AIM. In the entries below, find the line containing "Objective — a point for each instance of the flower". Copy it and all lines after it, exactly, through the end.

RECORDS SUPPLIED.
+--
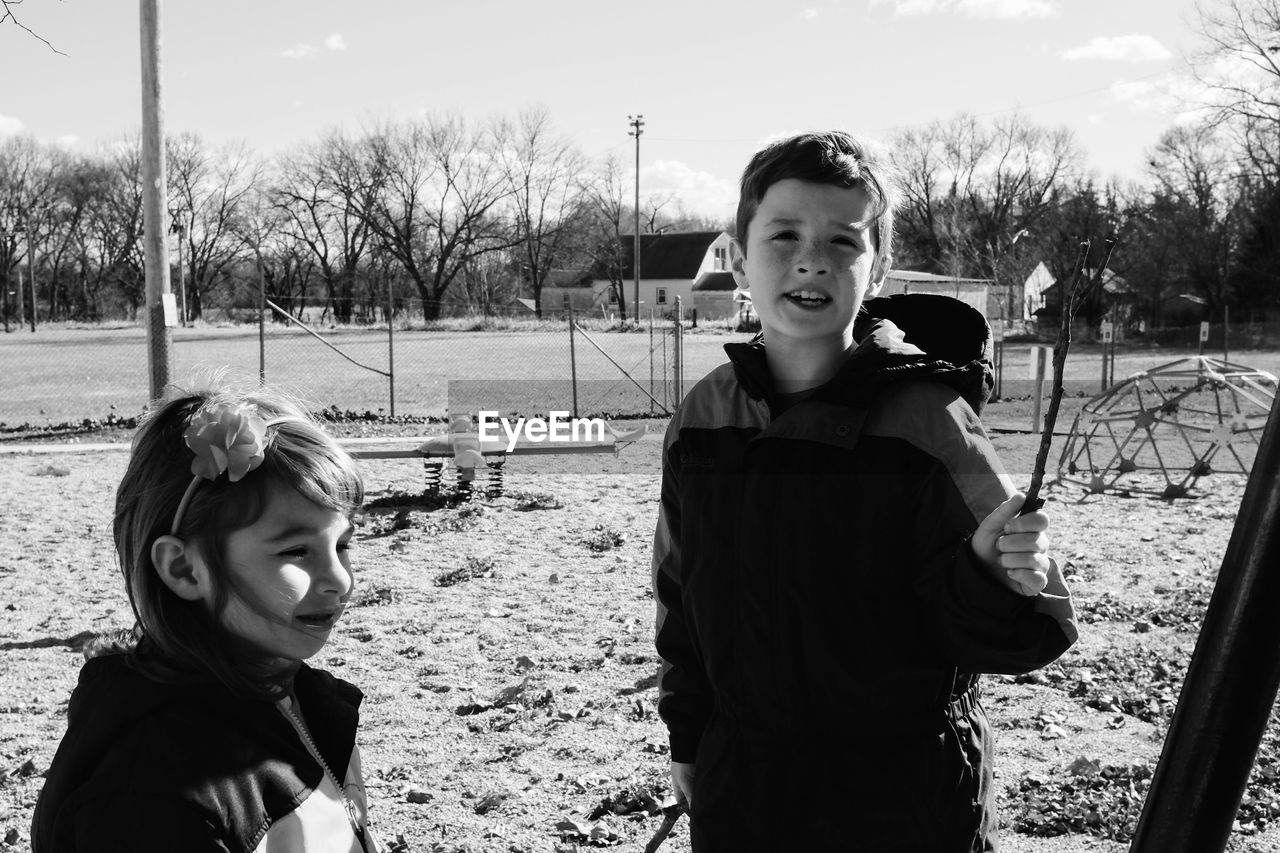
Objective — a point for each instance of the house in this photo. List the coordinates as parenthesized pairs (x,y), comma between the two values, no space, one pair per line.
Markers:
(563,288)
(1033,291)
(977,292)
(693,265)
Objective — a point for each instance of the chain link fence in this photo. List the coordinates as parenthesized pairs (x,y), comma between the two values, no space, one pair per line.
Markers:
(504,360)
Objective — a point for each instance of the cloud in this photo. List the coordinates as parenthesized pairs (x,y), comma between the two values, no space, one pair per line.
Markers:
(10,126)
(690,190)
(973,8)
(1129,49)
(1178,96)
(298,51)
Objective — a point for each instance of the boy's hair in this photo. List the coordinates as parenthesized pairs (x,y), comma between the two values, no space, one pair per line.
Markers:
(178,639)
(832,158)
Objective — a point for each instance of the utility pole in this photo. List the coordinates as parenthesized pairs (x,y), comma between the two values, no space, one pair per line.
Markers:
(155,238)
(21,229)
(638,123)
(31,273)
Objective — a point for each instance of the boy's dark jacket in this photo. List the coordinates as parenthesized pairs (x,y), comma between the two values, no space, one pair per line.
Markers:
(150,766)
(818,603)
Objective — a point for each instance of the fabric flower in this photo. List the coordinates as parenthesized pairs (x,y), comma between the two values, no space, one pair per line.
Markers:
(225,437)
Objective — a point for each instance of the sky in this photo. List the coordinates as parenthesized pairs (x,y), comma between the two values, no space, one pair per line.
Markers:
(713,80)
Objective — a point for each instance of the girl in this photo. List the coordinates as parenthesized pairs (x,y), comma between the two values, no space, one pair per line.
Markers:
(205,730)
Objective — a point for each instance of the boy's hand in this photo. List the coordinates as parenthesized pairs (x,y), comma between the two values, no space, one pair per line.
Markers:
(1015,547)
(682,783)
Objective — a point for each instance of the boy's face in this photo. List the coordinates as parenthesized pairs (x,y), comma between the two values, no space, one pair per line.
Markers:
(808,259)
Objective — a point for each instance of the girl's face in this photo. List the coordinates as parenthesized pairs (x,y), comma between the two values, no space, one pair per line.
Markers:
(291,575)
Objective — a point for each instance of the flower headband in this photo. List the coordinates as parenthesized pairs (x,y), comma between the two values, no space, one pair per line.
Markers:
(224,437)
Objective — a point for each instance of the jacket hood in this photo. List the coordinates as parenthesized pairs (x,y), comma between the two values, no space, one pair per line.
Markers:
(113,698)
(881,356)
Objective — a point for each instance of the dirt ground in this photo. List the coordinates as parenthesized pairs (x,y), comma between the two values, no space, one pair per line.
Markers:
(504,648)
+--
IN RESPONSE.
Objective — a point for each instance of the flower headband in this photo. List the coordinates as parenthesized pairs (x,y), comma between the two values, no space, one pair per line.
Markers:
(224,437)
Objective — a point for each instance of the jacket hood in this photo. List the coordinates as parenthesized pairs (x,y), comma between the two values, no space, one pair per line.
Markers:
(113,698)
(881,356)
Objective — a point for each instance of the dirt ground in this photo. List the coordinates as parenthesized pairs (x,y), comma between the two values, no space, one pair per line.
Markers:
(504,648)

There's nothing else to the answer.